Work request: Would you please transcribe, exactly as written, the lines of the entries below starting at the one that holds "Target: white cloud" and ending at the one that holds "Target: beige wall", both included?

Stored dataset items:
┄┄┄┄┄┄┄┄┄┄┄┄┄┄┄┄┄┄┄┄
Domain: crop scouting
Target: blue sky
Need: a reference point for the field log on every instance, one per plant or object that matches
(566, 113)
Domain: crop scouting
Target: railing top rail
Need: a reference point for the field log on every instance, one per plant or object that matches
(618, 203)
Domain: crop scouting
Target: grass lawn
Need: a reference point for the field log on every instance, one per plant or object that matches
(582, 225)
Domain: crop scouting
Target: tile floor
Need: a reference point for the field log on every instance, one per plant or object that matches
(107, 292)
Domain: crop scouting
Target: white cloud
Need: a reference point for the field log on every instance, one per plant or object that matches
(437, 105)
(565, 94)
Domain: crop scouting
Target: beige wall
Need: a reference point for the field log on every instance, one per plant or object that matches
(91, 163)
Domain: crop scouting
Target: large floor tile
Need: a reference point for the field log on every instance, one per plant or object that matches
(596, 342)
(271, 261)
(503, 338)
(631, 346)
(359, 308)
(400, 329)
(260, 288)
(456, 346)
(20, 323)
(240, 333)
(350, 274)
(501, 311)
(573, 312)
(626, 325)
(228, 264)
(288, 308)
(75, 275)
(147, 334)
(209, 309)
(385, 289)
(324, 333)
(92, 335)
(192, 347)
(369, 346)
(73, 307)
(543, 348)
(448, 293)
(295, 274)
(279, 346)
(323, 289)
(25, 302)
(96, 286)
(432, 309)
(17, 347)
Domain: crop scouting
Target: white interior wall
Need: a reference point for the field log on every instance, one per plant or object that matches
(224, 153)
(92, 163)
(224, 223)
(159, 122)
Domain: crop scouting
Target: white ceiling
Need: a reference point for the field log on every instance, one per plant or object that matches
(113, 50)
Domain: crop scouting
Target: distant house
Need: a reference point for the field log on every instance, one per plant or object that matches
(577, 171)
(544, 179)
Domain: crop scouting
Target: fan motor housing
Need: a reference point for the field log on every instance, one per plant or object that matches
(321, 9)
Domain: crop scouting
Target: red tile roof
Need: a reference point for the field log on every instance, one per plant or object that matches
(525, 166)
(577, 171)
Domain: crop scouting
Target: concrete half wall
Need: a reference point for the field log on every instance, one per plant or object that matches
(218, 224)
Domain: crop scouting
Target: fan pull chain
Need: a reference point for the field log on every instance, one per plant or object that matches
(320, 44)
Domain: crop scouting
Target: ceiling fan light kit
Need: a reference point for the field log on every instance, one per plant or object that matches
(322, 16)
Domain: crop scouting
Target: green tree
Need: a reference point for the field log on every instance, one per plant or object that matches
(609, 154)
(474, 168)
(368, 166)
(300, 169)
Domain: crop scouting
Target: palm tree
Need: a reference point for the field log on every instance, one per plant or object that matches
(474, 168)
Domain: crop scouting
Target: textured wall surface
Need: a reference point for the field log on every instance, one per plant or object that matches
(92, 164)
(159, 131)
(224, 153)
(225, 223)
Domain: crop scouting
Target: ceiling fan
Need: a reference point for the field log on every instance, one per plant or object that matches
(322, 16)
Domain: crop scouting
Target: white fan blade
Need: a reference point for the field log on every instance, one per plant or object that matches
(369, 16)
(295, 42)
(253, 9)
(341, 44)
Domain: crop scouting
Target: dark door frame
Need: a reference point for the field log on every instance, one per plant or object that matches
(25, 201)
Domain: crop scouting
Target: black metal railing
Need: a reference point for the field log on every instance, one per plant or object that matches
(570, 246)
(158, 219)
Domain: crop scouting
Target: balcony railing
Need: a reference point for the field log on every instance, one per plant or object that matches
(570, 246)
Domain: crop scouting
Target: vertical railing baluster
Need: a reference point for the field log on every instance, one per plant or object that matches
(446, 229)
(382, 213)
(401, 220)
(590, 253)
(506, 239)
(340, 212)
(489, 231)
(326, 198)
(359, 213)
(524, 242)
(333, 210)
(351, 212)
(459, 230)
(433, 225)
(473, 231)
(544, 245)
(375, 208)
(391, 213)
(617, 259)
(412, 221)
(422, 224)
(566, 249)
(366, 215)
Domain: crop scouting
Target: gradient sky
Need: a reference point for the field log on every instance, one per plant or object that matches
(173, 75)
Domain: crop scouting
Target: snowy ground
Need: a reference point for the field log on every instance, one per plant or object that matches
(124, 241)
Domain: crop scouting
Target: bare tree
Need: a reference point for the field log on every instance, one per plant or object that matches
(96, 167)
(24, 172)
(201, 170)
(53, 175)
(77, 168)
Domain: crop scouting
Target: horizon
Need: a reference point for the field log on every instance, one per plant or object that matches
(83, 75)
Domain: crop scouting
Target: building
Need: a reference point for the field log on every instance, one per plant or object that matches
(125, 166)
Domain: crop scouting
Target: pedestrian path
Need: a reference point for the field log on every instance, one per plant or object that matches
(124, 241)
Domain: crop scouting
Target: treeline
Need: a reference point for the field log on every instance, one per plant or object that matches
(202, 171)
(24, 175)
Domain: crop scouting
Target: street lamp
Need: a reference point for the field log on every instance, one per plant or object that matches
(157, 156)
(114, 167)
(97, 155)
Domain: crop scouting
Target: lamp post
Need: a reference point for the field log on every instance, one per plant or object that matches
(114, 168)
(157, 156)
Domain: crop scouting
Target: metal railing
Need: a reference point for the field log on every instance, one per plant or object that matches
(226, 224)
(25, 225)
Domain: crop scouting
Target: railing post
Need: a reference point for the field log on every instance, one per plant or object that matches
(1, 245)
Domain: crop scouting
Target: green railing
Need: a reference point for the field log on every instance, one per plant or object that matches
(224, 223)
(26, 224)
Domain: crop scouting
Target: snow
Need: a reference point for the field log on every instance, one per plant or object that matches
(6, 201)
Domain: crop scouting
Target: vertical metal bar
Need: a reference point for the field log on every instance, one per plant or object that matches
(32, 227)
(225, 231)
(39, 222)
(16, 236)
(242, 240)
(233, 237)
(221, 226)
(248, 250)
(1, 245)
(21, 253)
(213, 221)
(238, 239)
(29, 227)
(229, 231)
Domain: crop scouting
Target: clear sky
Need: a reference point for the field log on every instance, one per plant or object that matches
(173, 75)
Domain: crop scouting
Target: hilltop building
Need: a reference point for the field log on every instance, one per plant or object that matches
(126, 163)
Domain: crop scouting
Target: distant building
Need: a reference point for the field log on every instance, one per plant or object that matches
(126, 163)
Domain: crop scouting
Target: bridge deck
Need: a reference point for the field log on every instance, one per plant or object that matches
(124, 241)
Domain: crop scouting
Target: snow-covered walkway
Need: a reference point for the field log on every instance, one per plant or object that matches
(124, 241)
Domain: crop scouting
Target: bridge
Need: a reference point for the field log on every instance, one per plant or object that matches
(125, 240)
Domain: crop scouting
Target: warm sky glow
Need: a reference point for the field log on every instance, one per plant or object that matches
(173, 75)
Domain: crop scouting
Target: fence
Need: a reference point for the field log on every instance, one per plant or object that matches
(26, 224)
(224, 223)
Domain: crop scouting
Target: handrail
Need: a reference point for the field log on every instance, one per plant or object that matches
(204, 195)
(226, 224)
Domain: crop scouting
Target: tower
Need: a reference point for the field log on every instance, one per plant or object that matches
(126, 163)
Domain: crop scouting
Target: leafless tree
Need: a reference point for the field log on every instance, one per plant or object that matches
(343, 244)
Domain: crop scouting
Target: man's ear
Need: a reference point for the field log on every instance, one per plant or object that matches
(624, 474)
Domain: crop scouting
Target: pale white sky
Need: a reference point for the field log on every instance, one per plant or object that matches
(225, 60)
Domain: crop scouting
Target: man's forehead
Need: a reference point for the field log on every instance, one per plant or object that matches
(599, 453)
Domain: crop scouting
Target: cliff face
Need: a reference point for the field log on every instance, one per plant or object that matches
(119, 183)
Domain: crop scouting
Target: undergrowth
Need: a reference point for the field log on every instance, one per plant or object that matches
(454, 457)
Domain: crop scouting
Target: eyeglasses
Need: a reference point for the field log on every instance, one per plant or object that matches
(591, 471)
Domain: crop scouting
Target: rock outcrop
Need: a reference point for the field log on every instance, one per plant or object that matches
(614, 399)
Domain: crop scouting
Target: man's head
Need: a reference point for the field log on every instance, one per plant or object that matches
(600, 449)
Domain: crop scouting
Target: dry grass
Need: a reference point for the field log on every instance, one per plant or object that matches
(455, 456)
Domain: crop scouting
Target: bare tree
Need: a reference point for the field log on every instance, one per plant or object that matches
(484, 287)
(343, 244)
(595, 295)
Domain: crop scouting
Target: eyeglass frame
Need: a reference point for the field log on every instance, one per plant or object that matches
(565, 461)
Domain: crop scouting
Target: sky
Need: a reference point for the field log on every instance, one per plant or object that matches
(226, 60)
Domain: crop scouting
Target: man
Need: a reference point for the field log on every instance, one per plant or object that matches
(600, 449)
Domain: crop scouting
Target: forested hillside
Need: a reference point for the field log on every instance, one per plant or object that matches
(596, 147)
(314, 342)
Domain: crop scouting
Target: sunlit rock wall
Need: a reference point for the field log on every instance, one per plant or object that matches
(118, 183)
┄┄┄┄┄┄┄┄┄┄┄┄┄┄┄┄┄┄┄┄
Solution for this exercise:
Target: white cloud
Need: a reference point for the field log on every instance, one per plant or object that matches
(437, 105)
(565, 94)
Domain: crop scouting
Target: beige wall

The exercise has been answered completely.